[Collected data entries]
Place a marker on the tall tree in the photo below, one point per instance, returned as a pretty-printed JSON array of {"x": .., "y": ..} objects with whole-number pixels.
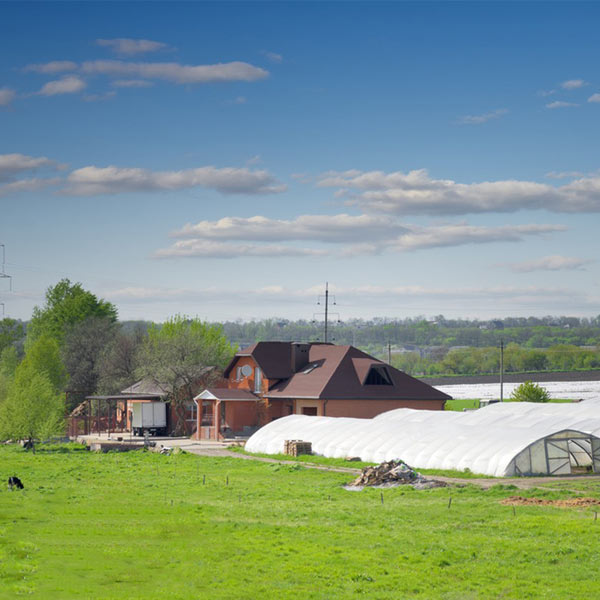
[
  {"x": 43, "y": 356},
  {"x": 34, "y": 406},
  {"x": 8, "y": 365},
  {"x": 32, "y": 409},
  {"x": 177, "y": 353},
  {"x": 118, "y": 363},
  {"x": 11, "y": 333},
  {"x": 82, "y": 350},
  {"x": 66, "y": 304}
]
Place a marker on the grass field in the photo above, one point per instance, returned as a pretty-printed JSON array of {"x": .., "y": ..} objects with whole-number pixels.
[{"x": 144, "y": 525}]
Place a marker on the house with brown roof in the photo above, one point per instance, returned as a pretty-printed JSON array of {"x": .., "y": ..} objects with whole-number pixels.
[{"x": 269, "y": 380}]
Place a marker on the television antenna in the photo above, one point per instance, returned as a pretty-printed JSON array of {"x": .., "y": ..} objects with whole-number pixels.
[
  {"x": 325, "y": 300},
  {"x": 3, "y": 274}
]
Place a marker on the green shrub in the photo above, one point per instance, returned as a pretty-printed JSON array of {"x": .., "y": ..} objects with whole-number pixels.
[{"x": 530, "y": 392}]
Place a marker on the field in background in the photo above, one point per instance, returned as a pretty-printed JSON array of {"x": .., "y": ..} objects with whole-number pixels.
[{"x": 144, "y": 525}]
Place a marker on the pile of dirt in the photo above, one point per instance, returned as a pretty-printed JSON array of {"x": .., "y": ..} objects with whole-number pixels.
[
  {"x": 390, "y": 473},
  {"x": 568, "y": 503}
]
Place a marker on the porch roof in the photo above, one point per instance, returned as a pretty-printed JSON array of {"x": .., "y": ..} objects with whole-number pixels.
[{"x": 226, "y": 394}]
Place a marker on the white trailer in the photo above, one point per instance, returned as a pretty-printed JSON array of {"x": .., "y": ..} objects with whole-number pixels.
[{"x": 149, "y": 417}]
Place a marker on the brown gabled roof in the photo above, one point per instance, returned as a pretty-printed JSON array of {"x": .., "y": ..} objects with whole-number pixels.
[
  {"x": 339, "y": 372},
  {"x": 274, "y": 359}
]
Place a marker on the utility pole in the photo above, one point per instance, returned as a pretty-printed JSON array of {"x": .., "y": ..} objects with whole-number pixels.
[
  {"x": 326, "y": 307},
  {"x": 501, "y": 370},
  {"x": 3, "y": 275}
]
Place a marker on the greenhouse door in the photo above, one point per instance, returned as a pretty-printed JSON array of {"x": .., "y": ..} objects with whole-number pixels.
[
  {"x": 558, "y": 458},
  {"x": 573, "y": 454}
]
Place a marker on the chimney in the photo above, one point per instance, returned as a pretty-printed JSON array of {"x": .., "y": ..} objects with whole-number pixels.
[{"x": 299, "y": 356}]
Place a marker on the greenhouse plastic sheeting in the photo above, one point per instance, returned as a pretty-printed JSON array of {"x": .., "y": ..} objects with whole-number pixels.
[{"x": 496, "y": 440}]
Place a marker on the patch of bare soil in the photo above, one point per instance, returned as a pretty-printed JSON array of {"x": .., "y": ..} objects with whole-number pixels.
[
  {"x": 568, "y": 503},
  {"x": 392, "y": 473}
]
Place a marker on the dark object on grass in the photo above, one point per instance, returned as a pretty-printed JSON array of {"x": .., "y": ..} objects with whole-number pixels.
[
  {"x": 15, "y": 482},
  {"x": 393, "y": 472}
]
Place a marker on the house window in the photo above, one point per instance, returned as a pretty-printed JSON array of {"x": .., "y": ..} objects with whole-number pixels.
[
  {"x": 257, "y": 379},
  {"x": 378, "y": 376},
  {"x": 207, "y": 413}
]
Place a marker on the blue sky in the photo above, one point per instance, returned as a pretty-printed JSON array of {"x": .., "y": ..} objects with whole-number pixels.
[{"x": 226, "y": 159}]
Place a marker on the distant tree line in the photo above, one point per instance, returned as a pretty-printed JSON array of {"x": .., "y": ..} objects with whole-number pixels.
[
  {"x": 374, "y": 334},
  {"x": 74, "y": 347},
  {"x": 481, "y": 361}
]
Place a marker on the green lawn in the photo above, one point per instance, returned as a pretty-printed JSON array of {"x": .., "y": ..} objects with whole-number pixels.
[{"x": 143, "y": 525}]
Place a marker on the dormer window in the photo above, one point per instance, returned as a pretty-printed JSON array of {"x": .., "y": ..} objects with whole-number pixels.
[
  {"x": 378, "y": 376},
  {"x": 257, "y": 380}
]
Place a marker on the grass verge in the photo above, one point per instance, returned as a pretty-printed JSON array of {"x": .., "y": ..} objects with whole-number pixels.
[{"x": 144, "y": 525}]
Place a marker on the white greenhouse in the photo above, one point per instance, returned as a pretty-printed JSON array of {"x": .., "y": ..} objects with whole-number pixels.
[{"x": 500, "y": 440}]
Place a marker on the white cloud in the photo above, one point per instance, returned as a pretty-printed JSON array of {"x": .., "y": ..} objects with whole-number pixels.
[
  {"x": 7, "y": 95},
  {"x": 417, "y": 193},
  {"x": 12, "y": 164},
  {"x": 27, "y": 185},
  {"x": 99, "y": 97},
  {"x": 349, "y": 293},
  {"x": 322, "y": 228},
  {"x": 479, "y": 119},
  {"x": 376, "y": 235},
  {"x": 69, "y": 84},
  {"x": 573, "y": 84},
  {"x": 564, "y": 174},
  {"x": 560, "y": 104},
  {"x": 135, "y": 83},
  {"x": 273, "y": 56},
  {"x": 91, "y": 181},
  {"x": 460, "y": 235},
  {"x": 209, "y": 249},
  {"x": 130, "y": 46},
  {"x": 176, "y": 73},
  {"x": 55, "y": 66},
  {"x": 550, "y": 263}
]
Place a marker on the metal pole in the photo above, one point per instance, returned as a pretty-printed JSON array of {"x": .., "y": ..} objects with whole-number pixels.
[
  {"x": 326, "y": 307},
  {"x": 501, "y": 370}
]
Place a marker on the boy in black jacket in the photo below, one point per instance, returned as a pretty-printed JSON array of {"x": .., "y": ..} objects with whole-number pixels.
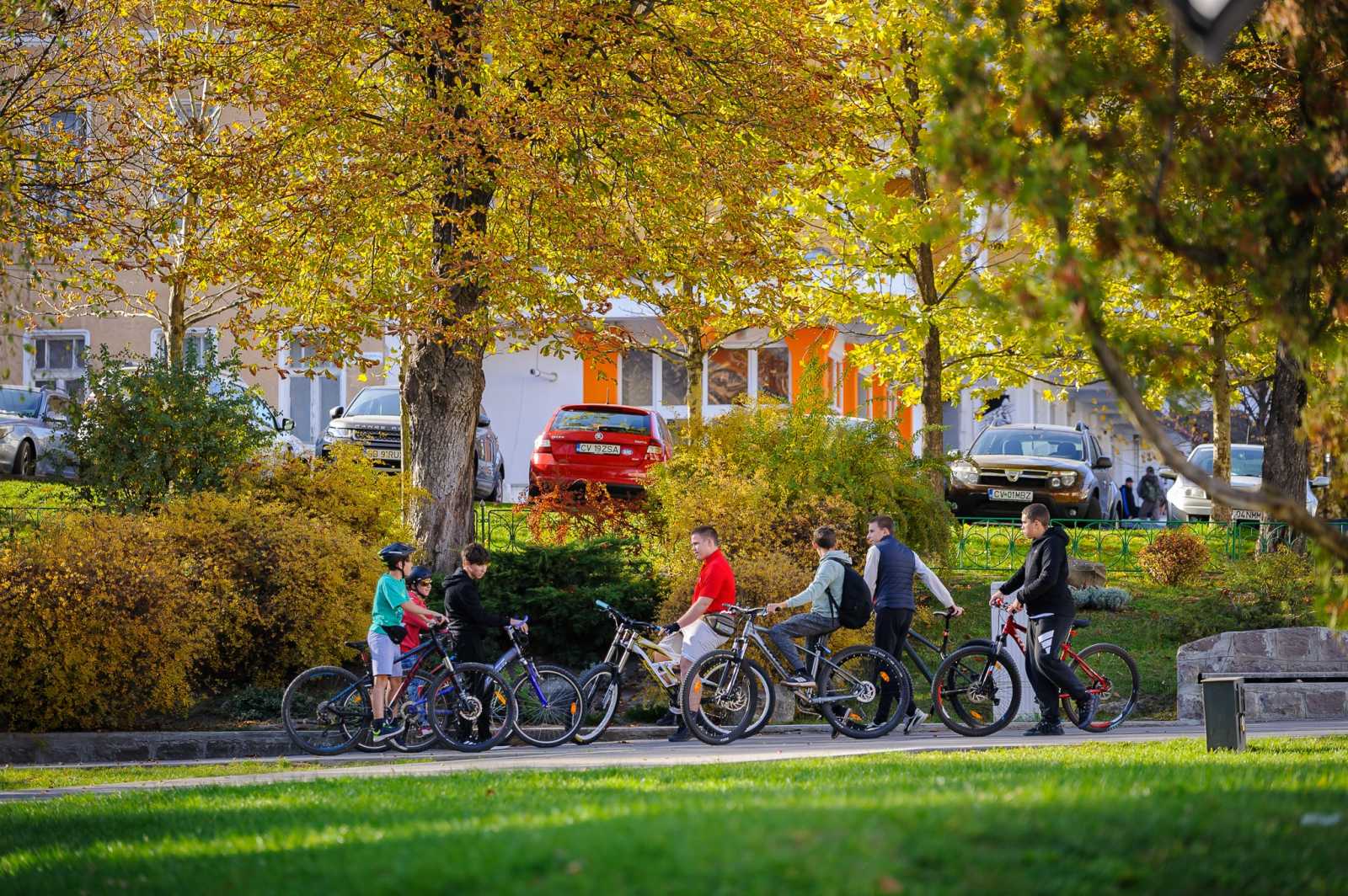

__Request__. Write out all of the records above verbatim, leaving out the pictures.

__Completed task__.
Place a marker on the tall tree in the photo below, one point per instance, returned as a pretty-printed JSON array of {"x": .., "y": ..} objects with whole-number pixels.
[
  {"x": 43, "y": 356},
  {"x": 34, "y": 406},
  {"x": 8, "y": 365},
  {"x": 32, "y": 409},
  {"x": 177, "y": 353},
  {"x": 118, "y": 363},
  {"x": 11, "y": 333},
  {"x": 82, "y": 350},
  {"x": 66, "y": 304}
]
Place a marker on the grass field in the photo above, one point per instance, returned as a pretty-printed JSON array of {"x": .., "y": ..} objects with whole-number pixels.
[{"x": 144, "y": 525}]
Place a marker on the house with brown roof in the photo above, one point per instance, returned as a pretty-printed JSON array of {"x": .., "y": ..} objects with whole-number pixels.
[{"x": 269, "y": 380}]
Place a marker on the television antenna in the photo above, one point per instance, returned as a pretty-printed JSON array of {"x": .., "y": ..} objects with whole-number pixels.
[
  {"x": 325, "y": 300},
  {"x": 3, "y": 274}
]
Place a marker on the green shrub in the photo above, one point per instance, returned as a pretty-printed JSON array of {"x": .., "y": ..} objects with whole-number pixels.
[{"x": 530, "y": 392}]
Place a marker on the field in background in the photo above, one point per instance, returned as a pretty-printed JSON array of {"x": .., "y": ..} objects with whole-number pixels.
[{"x": 144, "y": 525}]
Place a marker on the pile of dirt in the photo above, one point per instance, returned as a pretty-printed JSON array of {"x": .., "y": ..} objects with whole-number pixels.
[
  {"x": 390, "y": 473},
  {"x": 568, "y": 503}
]
Place a marker on the porch roof in the photo above, one point per instance, returned as a pretty-printed JSON array of {"x": .., "y": ..} objects with whole-number pixels.
[{"x": 226, "y": 394}]
Place a marker on the white trailer in the photo above, one point per instance, returned as a pretty-printed JSON array of {"x": .., "y": ..} objects with whole-number pixels.
[{"x": 149, "y": 417}]
Place a marker on the brown gabled roof in the photo above, one point per instance, returned as a pretty-printed JSON array of {"x": .., "y": ..} objects with whole-number pixels.
[
  {"x": 339, "y": 372},
  {"x": 274, "y": 359}
]
Place a marker on the utility pole in the photo above, one point per instance, returned as a pretty-printed JSON array of {"x": .., "y": ..} objects with whole-number pixels.
[
  {"x": 326, "y": 307},
  {"x": 501, "y": 370},
  {"x": 3, "y": 275}
]
Place a marker on the greenhouse door in the photo above, one point per instance, returned as a pretty-printed JSON array of {"x": .., "y": ..} objects with whole-number pixels.
[
  {"x": 558, "y": 458},
  {"x": 573, "y": 454}
]
Place a marker on the chimney in the photo above, one point per instance, returned as a pretty-printed JSON array of {"x": .., "y": ..} objects with whole-number pixels.
[{"x": 299, "y": 356}]
Place a marker on the greenhouse plastic sheeting in the photo above, one point per instance, returned as a pretty-printed JSON array of {"x": .., "y": ..} objects with whole-number pixels.
[{"x": 496, "y": 440}]
Place a marker on the patch of bare soil in the photo above, one point per instance, returned as a pretty-printed JSON array of {"x": .., "y": ..} objects with whole-number pixels.
[
  {"x": 568, "y": 503},
  {"x": 392, "y": 473}
]
Place a marker on the dark object on grass in the photo above, one point per instance, returned as a pretty-printed JSON array of {"x": .., "y": ..} objects with whole-number pixels.
[
  {"x": 15, "y": 482},
  {"x": 393, "y": 472}
]
Place a marker on the house window in the photo above, one point per instance, returned as a pretty-printed JSON array of {"x": .., "y": ..} objects with whole-number pixels.
[
  {"x": 257, "y": 379},
  {"x": 378, "y": 376},
  {"x": 207, "y": 413}
]
Place a marker on the blue sky in the photo above, one point per instance, returned as a pretty-printed JSON array of {"x": .., "y": ..} objects with whole-number pixels.
[{"x": 226, "y": 159}]
Place a marker on the distant tree line in the photo above, one point per instance, returned as a pretty-printed JSON array of {"x": .., "y": ..} objects with whole-number pixels.
[
  {"x": 374, "y": 334},
  {"x": 74, "y": 347},
  {"x": 481, "y": 361}
]
Place a marker on the green lawn in the photo above, one point per instance, returned as a pretty-printed JSON array of {"x": .., "y": ..} objects with whole-number pixels.
[{"x": 143, "y": 525}]
Place a marker on the dormer window in the photo above, one point per instance, returned as a pretty-printed JSON array of {"x": .., "y": ..} objects with whole-number pixels.
[
  {"x": 378, "y": 376},
  {"x": 257, "y": 380}
]
Place a marker on the grass verge in the photo above, one point per instance, returned as a pretty-printed JSON array of {"x": .., "y": ..} objects with whole-number pixels.
[{"x": 144, "y": 525}]
Place a marker on the white greenhouse in the photo above, one point per instance, returned as a pretty-printed JSON array of {"x": .., "y": ..} objects with whole-number pixels.
[{"x": 500, "y": 440}]
Place a marker on the white cloud in the photo above, one point per instance, returned as a pretty-printed JSON array of {"x": .., "y": ..} objects with whole-number pixels.
[
  {"x": 7, "y": 95},
  {"x": 417, "y": 193},
  {"x": 12, "y": 164},
  {"x": 27, "y": 185},
  {"x": 99, "y": 97},
  {"x": 349, "y": 293},
  {"x": 322, "y": 228},
  {"x": 479, "y": 119},
  {"x": 376, "y": 235},
  {"x": 69, "y": 84},
  {"x": 573, "y": 84},
  {"x": 564, "y": 174},
  {"x": 560, "y": 104},
  {"x": 135, "y": 83},
  {"x": 273, "y": 56},
  {"x": 91, "y": 181},
  {"x": 460, "y": 235},
  {"x": 209, "y": 249},
  {"x": 130, "y": 46},
  {"x": 176, "y": 73},
  {"x": 55, "y": 66},
  {"x": 550, "y": 263}
]
Place a marker on the metal pole in the photo above, one point per instance, returned as a pretty-printed JSON array of {"x": .., "y": ..} objects with whole-number pixels.
[
  {"x": 326, "y": 307},
  {"x": 501, "y": 370}
]
Place a marker on the boy in black jacket in the photo below, one point per instance, returned as a pretty-printed JSON array of {"x": .., "y": ..} objects with whole-number pixels.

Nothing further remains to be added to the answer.